▶ _Text provided_

--------

Really, it is simpler than that. The tubes are controlled by the Nuclear Suppliers Group (an adjunct of IAEA) because they are suitable for use in centrifuges. High tensile strength aluminum tubes of 75mm or greater. It doesn't even matter whether they were meant to be rocket tubes or not, it was not legal for Iraq to buy them - doubly illegal under the sanctions regime.

The "well, they really only wanted them for conventional rockets to blow up Kurds" explanation may hearten some people, but it doesn't make me feel any better. If it was all hunky-dory, it wouldn't have been covert. Even Colin Powell got it:

He is so determined that has made repeated covert attempts to acquire high-specification aluminum tubes from 11 different countries, even after inspections resumed. These tubes are controlled by the Nuclear Suppliers Group precisely because they can be used as centrifuges for enriching uranium.

By now, just about everyone has heard of these tubes and we all know that there are differences of opinion. There is controversy about what these tubes are for. Most U.S. experts think they are intended to serve as rotors in centrifuges used to enrich uranium. Other experts, and the Iraqis themselves, argue that they are really to produce the rocket bodies for a conventional weapon, a multiple rocket launcher.

Let me tell you what is not controversial about these tubes. First, all the experts who have analyzed the tubes in our possession agree that they can be adapted for centrifuge use.

--------

▶ _Supplied records_
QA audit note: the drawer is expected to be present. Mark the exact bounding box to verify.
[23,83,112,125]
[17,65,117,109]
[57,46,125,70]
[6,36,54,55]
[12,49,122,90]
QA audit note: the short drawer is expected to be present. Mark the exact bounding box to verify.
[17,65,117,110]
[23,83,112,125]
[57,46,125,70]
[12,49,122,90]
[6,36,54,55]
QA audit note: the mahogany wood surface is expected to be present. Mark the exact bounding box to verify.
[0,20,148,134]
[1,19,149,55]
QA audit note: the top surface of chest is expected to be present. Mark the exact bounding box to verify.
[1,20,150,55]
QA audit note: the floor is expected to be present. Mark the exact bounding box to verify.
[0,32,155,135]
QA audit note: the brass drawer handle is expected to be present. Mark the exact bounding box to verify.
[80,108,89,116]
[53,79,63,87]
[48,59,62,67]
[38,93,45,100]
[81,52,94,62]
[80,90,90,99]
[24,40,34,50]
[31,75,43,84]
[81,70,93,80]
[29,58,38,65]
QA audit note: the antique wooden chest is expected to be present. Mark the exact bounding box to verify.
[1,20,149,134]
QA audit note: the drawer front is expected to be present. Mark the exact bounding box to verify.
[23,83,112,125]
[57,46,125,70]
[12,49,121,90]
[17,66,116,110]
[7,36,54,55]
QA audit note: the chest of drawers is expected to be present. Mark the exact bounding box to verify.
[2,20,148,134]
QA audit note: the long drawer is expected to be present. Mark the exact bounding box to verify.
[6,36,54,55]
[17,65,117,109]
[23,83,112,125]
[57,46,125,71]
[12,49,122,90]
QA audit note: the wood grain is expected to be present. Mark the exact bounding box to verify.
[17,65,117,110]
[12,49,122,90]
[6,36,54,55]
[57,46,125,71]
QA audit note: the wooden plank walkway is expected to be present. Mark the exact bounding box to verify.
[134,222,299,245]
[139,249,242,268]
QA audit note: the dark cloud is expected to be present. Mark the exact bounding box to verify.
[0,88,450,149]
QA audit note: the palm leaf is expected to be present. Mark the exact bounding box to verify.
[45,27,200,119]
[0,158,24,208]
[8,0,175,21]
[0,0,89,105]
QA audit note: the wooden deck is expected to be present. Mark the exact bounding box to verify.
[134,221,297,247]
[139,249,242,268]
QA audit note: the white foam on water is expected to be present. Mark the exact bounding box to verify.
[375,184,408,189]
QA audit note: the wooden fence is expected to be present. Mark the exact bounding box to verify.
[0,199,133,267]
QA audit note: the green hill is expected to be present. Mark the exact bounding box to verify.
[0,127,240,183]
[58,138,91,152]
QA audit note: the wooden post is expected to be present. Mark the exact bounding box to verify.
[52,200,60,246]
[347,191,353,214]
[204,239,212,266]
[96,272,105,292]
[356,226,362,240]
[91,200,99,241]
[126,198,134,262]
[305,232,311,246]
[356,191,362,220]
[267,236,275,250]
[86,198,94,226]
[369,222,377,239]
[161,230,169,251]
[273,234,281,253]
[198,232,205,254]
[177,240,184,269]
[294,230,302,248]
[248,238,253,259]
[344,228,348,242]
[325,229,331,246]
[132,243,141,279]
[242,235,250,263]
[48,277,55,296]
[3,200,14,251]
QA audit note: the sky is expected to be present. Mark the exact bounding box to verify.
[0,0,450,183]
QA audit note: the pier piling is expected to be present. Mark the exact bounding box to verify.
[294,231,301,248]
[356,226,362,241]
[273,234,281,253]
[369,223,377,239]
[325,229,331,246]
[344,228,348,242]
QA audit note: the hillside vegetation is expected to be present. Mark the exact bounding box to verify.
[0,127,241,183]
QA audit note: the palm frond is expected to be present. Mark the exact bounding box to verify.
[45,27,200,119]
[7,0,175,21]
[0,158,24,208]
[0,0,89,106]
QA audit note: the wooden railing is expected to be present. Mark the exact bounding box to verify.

--------

▶ _Tasks for this exercise_
#1 List every proper name in the text about the aluminum tubes, in order of first appearance, counting each only once.
#2 Continue the text about the aluminum tubes with the next few sentences after its last one.

▶ _Answers to the exercises_
#1
Nuclear Suppliers Group
IAEA
Iraq
Kurds
Colin Powell
U.S.
Iraqis

#2
Second, Iraq had no business buying them for any purpose. They are banned for Iraq. I am no expert on centrifuge tubes, but this is an old army trooper. I can tell you a couple things.

First, it strikes me as quite odd that these tubes are manufactured to a tolerance that far exceeds U.S. requirements for comparable rockets. Maybe Iraqis just manufacture their conventional weapons to a higher standard than we do, but I don't think so.

Second, we actually have examined tubes from several different batches that were seized clandestinely before they reached Baghdad. What we notice in these different batches is a progression to higher and higher levels of specification, including in the latest batch an anodized coating on extremely smooth inner and outer surfaces.

Why would they continue refining the specifications? Why would they continuing refining the specification, go to all that trouble for something that, if it was a rocket, would soon be blown into shrapnel when it went off?